### The request
Write out again the part that opens with the line containing "Plain rules. Mark every instance of the sea" and closes with the line containing "x=396 y=324", keeping every request line as it is. Shift each x and y coordinate in the answers up by 22.

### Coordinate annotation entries
********
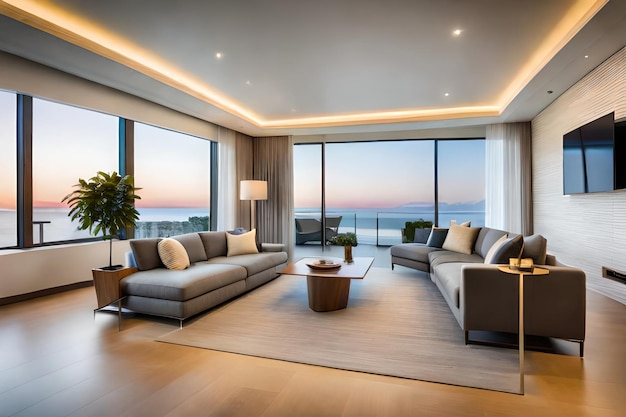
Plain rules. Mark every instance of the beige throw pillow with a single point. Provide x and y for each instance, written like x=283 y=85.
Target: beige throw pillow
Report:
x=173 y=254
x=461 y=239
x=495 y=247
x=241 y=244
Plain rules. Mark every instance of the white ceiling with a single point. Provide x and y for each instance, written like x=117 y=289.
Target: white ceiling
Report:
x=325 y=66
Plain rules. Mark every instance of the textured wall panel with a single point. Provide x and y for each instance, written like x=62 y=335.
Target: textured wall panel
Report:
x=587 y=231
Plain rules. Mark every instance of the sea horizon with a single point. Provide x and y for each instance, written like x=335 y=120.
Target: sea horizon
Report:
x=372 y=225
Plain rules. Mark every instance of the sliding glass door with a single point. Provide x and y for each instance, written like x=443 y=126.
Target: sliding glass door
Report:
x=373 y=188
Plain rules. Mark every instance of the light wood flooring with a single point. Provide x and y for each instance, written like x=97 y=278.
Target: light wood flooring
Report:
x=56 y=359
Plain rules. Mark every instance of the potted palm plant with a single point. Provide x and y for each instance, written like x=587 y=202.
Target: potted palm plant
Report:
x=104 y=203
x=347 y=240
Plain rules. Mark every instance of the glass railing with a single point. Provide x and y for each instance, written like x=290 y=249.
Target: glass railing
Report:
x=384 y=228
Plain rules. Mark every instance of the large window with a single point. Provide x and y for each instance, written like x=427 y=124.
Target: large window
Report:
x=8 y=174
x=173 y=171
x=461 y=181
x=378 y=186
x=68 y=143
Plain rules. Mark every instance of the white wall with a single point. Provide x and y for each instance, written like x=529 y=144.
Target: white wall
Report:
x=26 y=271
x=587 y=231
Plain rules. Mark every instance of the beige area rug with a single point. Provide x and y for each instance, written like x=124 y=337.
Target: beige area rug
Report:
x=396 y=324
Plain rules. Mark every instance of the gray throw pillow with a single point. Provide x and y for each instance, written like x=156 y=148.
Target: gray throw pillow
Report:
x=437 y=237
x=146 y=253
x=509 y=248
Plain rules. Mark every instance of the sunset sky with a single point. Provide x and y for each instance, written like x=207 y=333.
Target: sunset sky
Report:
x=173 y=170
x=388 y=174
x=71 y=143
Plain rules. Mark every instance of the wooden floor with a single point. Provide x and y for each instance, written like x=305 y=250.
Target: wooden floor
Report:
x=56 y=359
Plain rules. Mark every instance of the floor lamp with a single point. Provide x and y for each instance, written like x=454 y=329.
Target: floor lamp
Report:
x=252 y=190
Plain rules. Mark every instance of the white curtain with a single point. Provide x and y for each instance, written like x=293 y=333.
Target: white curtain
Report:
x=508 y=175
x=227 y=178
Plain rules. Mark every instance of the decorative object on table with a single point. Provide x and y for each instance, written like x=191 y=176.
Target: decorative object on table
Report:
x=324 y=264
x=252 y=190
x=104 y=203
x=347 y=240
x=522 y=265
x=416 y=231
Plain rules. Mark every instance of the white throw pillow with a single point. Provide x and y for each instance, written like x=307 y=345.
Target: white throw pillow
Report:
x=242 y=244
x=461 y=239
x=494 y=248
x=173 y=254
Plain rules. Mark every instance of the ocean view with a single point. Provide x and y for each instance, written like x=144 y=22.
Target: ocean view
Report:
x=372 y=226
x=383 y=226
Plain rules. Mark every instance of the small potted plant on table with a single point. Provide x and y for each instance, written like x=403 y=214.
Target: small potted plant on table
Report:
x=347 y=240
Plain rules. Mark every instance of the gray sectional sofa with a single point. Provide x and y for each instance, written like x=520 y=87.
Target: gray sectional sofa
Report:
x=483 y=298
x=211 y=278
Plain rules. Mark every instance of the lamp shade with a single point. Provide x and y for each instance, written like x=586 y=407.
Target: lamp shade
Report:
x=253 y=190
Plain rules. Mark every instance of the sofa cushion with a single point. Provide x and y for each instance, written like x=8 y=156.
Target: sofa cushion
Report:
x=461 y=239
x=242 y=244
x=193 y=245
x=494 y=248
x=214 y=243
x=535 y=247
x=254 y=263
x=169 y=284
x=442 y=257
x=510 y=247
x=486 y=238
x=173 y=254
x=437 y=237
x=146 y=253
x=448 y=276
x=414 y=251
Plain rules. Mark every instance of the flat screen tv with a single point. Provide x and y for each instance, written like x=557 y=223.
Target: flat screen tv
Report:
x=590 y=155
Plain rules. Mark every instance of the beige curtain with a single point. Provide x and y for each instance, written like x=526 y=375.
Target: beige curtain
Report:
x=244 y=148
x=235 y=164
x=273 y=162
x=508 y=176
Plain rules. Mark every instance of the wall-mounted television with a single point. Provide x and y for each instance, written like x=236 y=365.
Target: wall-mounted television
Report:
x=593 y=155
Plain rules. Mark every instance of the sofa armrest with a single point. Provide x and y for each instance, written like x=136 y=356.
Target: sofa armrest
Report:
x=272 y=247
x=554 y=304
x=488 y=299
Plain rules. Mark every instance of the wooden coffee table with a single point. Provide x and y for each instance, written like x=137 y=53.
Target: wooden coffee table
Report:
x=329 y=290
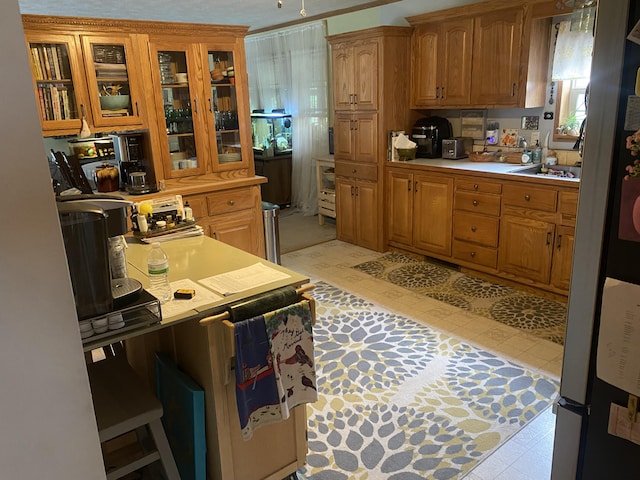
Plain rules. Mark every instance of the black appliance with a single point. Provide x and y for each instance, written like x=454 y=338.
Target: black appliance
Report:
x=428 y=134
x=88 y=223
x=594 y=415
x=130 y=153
********
### Solution for this task
Plain rules. Mark every instance of the sea horizon with a single point. Provide x and y for each instance, written like x=335 y=120.
Target: sea horizon
Report:
x=394 y=247
Plain rules. Mark every instance of the sliding glass door with a single point. Provide x and y for each instance, written like x=443 y=126.
Target: sliding glass door
Report:
x=395 y=210
Plain rules. Mark every instance of the light wood flooring with a single point. Provide x and y for each instance, written like x=97 y=278.
Target: light wood flooring
Report:
x=78 y=381
Plain rules. Mark every instance of the potted palm plant with a single point. Provide x and y for each instance, written like x=587 y=202.
Target: potted palm plant
Report:
x=126 y=225
x=369 y=262
Plain rules. Mark every instance of the glass railing with a single point. Provide x and y for each instance, written like x=290 y=249.
Target: glass railing
Report:
x=406 y=250
Plain rules. Mark every instance of the large window with a single point. Provide x and y for each instance, written like x=427 y=124.
Target: large window
Report:
x=30 y=196
x=195 y=193
x=483 y=203
x=400 y=208
x=90 y=165
Plain rules. Mark every instance of the white wall with a single point. Provide x and y for each instance, written like x=529 y=144.
Target: white wall
Report:
x=48 y=293
x=609 y=253
Plain rules. Mark every instance of the beige area rug with a single point. Provide x and y for each instance, written like x=124 y=337.
Target: beige area rug
Report:
x=418 y=346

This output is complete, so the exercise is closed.